## TO BE DONE
Update the part of the listing that opens with the line containing "dark water in the picture above?" and runs through the end of the listing, changing "sponsor patch" to "sponsor badge" and keeping everything else the same. Leave the pictures out of your answer.

________________

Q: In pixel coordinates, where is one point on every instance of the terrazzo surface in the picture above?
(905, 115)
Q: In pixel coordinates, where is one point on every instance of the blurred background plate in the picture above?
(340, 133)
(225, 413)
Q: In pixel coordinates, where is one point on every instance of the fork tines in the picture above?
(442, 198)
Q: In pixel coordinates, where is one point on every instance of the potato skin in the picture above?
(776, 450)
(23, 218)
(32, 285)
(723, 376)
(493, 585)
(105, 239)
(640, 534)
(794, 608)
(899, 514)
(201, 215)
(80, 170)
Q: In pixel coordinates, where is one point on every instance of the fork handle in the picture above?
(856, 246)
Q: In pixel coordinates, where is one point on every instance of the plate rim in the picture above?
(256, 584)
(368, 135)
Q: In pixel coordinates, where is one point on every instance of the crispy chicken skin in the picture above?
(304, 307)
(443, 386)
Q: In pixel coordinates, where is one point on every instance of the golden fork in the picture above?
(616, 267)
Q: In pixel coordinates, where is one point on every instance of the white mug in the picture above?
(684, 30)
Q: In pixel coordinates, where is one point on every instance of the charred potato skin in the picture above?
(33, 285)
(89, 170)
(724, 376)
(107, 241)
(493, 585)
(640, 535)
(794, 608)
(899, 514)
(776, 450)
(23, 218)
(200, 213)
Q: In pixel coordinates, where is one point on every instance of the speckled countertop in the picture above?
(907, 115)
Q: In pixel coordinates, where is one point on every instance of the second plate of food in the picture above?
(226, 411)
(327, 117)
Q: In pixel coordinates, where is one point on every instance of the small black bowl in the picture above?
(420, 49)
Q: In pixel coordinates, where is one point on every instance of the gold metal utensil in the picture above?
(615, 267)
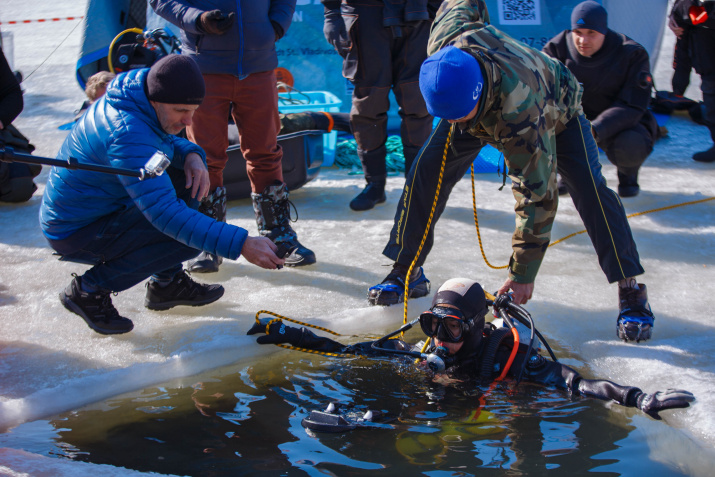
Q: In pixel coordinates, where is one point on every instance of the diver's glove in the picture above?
(335, 31)
(652, 404)
(215, 22)
(278, 332)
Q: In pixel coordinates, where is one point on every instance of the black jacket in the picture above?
(616, 82)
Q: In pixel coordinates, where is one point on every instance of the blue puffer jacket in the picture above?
(122, 130)
(248, 47)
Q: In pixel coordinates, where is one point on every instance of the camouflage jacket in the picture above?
(528, 99)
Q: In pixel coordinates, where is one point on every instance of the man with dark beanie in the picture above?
(131, 229)
(489, 88)
(693, 22)
(615, 74)
(234, 45)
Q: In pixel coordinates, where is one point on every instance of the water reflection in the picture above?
(248, 422)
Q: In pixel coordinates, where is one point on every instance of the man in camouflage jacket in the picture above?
(489, 88)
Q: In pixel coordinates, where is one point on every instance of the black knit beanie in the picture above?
(175, 79)
(589, 15)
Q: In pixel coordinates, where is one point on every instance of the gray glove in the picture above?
(215, 22)
(652, 404)
(335, 32)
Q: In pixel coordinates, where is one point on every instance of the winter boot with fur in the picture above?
(272, 209)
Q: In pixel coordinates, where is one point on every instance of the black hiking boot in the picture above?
(628, 185)
(705, 156)
(392, 289)
(272, 210)
(181, 291)
(214, 206)
(371, 195)
(96, 309)
(635, 320)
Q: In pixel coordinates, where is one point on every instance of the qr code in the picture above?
(519, 12)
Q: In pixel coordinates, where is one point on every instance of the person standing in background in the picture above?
(382, 43)
(234, 45)
(615, 74)
(694, 20)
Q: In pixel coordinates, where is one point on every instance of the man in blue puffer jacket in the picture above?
(131, 229)
(233, 42)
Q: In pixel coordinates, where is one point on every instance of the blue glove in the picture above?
(278, 333)
(215, 22)
(652, 404)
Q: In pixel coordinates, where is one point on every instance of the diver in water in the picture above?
(463, 345)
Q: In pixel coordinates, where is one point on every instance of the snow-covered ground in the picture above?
(50, 361)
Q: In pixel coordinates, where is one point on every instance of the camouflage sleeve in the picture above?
(531, 157)
(455, 17)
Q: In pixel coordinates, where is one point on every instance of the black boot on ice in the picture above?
(392, 289)
(372, 194)
(272, 209)
(635, 320)
(96, 309)
(181, 291)
(214, 206)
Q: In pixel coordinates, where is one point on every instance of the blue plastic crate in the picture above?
(299, 101)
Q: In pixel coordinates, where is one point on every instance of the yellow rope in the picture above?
(281, 317)
(636, 214)
(312, 351)
(429, 223)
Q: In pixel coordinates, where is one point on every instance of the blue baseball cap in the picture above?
(451, 82)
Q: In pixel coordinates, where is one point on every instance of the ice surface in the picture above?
(50, 361)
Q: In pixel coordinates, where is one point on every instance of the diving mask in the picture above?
(446, 324)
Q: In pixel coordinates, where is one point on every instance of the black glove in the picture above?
(335, 32)
(652, 404)
(278, 333)
(215, 22)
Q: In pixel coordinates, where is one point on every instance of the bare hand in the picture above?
(262, 252)
(197, 176)
(521, 291)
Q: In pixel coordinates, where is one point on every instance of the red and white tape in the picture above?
(40, 20)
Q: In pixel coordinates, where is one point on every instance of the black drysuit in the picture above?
(472, 362)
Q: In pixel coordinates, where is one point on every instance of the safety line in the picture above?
(429, 223)
(40, 20)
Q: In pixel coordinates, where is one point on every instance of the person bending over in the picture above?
(131, 229)
(489, 88)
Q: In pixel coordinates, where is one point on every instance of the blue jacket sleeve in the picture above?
(157, 200)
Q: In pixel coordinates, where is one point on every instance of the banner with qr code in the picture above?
(519, 12)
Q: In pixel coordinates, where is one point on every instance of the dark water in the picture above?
(247, 421)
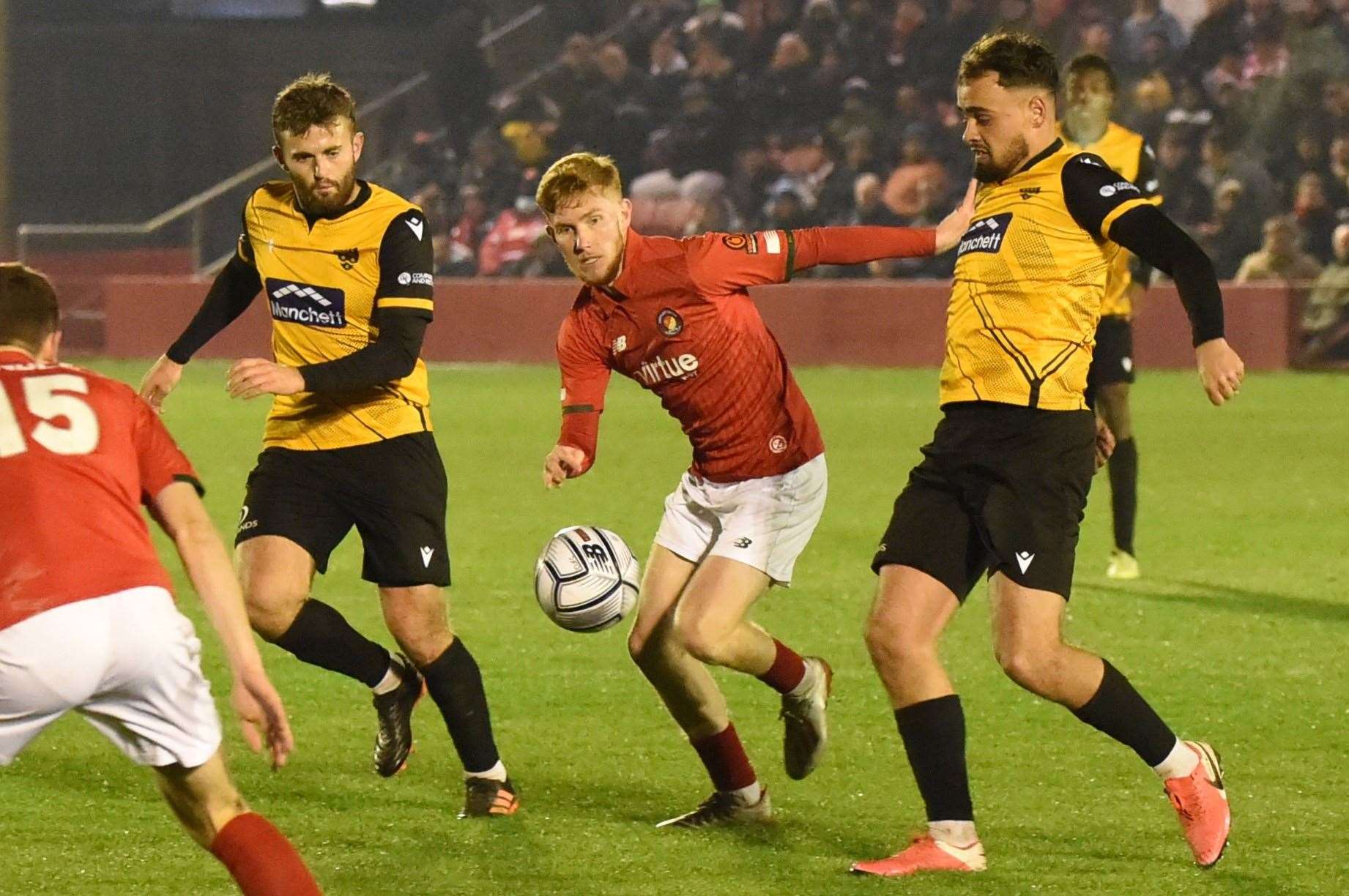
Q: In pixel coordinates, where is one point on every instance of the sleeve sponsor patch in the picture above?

________________

## EXERCISE SOLUTION
Q: In pixel coordinates, where is one point on every instance of the dark water in the picture above?
(247, 421)
Q: In pixel coordinates, where is one point on every instance of the sleeve sponsor badge in the picture above?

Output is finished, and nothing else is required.